Set task:
Rewrite all of the data below, changing every "outline" to "polygon" and leaving everything else as it is. Leave the pictures out of your answer.

Entries from a dataset
________________________

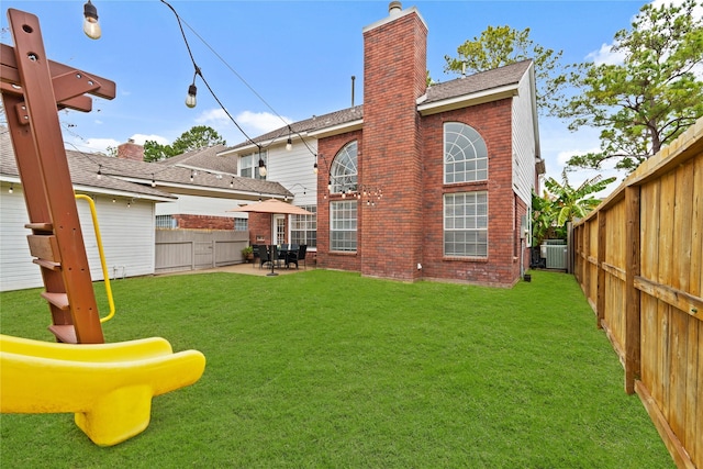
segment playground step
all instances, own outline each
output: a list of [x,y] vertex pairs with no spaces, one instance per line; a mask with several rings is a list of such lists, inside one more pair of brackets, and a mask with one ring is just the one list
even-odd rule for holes
[[53,260],[32,259],[32,261],[34,264],[36,264],[37,266],[43,267],[45,269],[49,269],[49,270],[60,270],[62,269],[62,264],[60,263],[55,263]]
[[34,230],[35,232],[54,232],[54,225],[52,223],[27,223],[24,227]]
[[42,298],[59,310],[68,310],[68,294],[66,293],[49,293],[47,291],[42,292]]
[[56,336],[58,342],[64,344],[78,344],[78,337],[76,336],[76,328],[72,324],[51,325],[48,330]]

________________________

Completed task:
segment playground step
all instances, own polygon each
output: a list of [x,y] vertex pairs with no spaces, one instance per line; a mask with several rings is a list of such lists, inside one more pair of brackets, and a mask with one ring is just the one list
even-odd rule for holes
[[53,260],[32,259],[32,261],[34,264],[36,264],[37,266],[43,267],[45,269],[49,269],[49,270],[60,270],[62,269],[62,264],[60,263],[55,263]]
[[34,230],[35,232],[54,232],[54,225],[52,223],[27,223],[24,227]]
[[42,298],[59,310],[68,310],[68,294],[66,293],[49,293],[47,291],[42,292]]
[[56,336],[58,342],[64,344],[78,344],[78,337],[76,336],[76,328],[72,324],[51,325],[48,330]]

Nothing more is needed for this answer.